__Apply what you read__
1: According to the spacecraft propulsion text, what catalyst does monopropellant hydrazine decompose over?
2: From the spacecraft propulsion text, copy word for word the part that opens with the words containing "What is chemical" and closes with "to electric alternatives.".

What is chemical propulsion in spacecraft?
Chemical propulsion generates thrust by combusting or decomposing chemical propellants, releasing energy stored in molecular bonds to produce high-velocity exhaust gas. Unlike electric propulsion which uses external electrical energy, chemical propulsion is energy self-contained — the propellant carries its own energy source. This makes chemical propulsion capable of producing high thrust (kilonewtons) in a compact package, at the cost of lower specific impulse (200–450 seconds) compared to electric alternatives.
Types used in satellites
Bipropellant systems: Burn two reactants simultaneously — typically monomethyl hydrazine (MMH) as fuel and nitrogen tetroxide (NTO) as oxidiser. Isp of approximately 320 seconds. Used on GEO satellites for apogee engine burns (orbit insertion) and station-keeping in hybrid propulsion systems. Monopropellant hydrazine: Decomposes catalytically over a heated catalyst bed (Shell 405 catalyst) to produce hot nitrogen, hydrogen, and ammonia. Isp of approximately 220 seconds. Used for attitude control thrusters and station-keeping on smaller satellites. Cold gas thrusters: Expel compressed nitrogen or helium — extremely simple and reliable but very low Isp (50–70 seconds); used only for fine attitude control. Green propellants: Emerging alternatives to toxic hydrazine — AF-M315E (ammonium dinitramide based, ECAPS HPGP thrusters), LMP-103S — offer Isp of 250–260 seconds with lower toxicity and handling costs.

__Extracted entries__
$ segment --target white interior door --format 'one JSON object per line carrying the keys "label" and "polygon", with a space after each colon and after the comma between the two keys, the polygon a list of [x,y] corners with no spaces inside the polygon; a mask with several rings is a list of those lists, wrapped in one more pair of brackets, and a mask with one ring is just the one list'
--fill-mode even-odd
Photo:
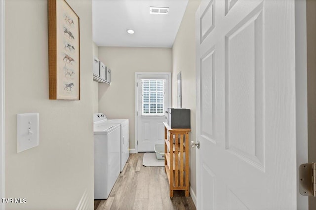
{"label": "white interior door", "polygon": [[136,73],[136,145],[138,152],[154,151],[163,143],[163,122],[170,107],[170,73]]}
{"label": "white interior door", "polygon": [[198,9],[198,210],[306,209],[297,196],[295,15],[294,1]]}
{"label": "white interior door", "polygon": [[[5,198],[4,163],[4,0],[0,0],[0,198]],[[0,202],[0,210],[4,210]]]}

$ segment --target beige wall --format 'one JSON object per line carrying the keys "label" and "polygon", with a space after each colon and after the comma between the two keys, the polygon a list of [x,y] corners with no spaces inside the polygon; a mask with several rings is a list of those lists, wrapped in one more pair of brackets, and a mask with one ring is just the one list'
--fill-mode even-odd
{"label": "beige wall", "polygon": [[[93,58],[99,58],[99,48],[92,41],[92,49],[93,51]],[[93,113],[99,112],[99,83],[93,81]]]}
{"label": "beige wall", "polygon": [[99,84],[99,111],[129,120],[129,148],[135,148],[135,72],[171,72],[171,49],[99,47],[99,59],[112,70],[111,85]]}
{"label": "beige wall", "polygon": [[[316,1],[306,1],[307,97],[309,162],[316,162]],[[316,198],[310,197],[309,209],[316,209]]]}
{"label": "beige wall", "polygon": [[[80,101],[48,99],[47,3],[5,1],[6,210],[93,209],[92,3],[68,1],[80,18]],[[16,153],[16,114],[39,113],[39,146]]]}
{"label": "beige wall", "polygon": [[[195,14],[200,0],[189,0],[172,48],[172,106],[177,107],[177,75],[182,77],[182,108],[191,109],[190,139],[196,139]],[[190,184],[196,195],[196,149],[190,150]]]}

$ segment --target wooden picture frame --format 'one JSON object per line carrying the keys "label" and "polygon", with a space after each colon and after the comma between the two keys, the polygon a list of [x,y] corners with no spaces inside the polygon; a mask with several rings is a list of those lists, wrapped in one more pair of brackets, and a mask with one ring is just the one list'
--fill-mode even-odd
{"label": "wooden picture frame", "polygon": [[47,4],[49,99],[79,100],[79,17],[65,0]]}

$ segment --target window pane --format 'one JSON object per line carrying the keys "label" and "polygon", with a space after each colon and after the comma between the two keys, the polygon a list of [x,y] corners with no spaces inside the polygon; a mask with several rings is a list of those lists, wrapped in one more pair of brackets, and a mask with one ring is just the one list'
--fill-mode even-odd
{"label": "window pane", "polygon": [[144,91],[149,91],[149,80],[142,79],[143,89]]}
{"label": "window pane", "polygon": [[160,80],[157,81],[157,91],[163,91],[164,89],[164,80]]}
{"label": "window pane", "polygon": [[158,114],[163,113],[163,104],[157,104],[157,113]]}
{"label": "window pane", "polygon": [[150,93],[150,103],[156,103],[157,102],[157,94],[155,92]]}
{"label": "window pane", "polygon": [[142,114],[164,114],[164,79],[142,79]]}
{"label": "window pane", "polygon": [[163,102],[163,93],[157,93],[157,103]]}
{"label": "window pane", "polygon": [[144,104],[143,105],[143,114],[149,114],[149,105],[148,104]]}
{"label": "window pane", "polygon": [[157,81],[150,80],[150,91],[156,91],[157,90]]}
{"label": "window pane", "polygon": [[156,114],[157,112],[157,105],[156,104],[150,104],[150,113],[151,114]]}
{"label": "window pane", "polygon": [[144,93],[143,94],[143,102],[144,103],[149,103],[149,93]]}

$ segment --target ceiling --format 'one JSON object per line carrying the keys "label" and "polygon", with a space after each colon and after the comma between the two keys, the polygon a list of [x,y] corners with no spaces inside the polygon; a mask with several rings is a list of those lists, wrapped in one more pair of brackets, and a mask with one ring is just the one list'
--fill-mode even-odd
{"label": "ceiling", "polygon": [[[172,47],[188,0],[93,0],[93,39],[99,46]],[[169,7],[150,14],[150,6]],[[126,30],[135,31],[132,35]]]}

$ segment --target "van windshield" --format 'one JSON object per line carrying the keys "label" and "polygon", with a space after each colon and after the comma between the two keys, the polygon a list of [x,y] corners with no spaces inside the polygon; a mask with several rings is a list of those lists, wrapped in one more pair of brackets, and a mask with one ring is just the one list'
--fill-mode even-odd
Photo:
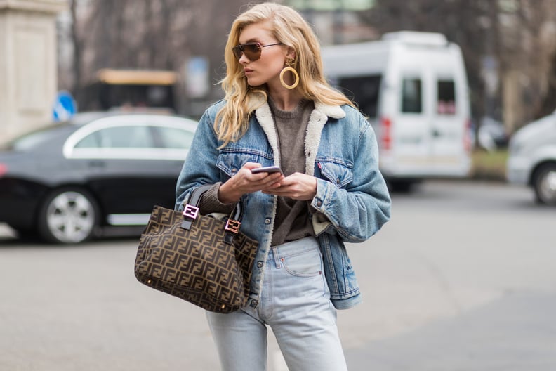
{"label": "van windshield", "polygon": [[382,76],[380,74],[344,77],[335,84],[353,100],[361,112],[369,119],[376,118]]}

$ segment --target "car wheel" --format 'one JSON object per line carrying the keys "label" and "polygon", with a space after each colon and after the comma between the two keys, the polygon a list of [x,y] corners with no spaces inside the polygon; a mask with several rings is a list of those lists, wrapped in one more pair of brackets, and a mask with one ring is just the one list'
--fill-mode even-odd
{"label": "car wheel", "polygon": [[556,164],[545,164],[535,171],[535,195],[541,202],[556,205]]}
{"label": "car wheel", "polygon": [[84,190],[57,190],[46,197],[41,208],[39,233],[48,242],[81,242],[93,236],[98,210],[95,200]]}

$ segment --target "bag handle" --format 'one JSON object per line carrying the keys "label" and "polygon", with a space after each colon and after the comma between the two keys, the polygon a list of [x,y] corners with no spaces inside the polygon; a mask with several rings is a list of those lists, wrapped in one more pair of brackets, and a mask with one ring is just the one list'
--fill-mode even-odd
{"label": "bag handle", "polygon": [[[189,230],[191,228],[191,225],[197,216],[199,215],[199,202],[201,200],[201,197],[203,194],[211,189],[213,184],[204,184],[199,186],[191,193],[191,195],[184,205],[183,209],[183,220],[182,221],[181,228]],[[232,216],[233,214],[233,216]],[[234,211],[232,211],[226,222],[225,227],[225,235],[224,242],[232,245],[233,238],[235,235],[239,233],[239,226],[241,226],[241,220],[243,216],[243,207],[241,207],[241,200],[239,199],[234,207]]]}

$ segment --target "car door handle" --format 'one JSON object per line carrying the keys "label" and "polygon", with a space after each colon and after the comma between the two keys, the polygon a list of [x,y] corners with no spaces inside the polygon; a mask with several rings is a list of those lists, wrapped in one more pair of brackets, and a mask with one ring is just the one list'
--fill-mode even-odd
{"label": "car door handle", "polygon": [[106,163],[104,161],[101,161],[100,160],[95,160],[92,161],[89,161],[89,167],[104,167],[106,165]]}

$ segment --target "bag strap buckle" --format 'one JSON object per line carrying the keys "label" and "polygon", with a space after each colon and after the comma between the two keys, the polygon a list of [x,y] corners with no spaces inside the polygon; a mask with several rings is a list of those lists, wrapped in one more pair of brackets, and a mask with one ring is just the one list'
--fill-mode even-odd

__Numbered responses__
1: A heated catalyst bed of Shell 405 catalyst.

2:
What is chemical propulsion in spacecraft?
Chemical propulsion generates thrust by combusting or decomposing chemical propellants, releasing energy stored in molecular bonds to produce high-velocity exhaust gas. Unlike electric propulsion which uses external electrical energy, chemical propulsion is energy self-contained — the propellant carries its own energy source. This makes chemical propulsion capable of producing high thrust (kilonewtons) in a compact package, at the cost of lower specific impulse (200–450 seconds) compared to electric alternatives.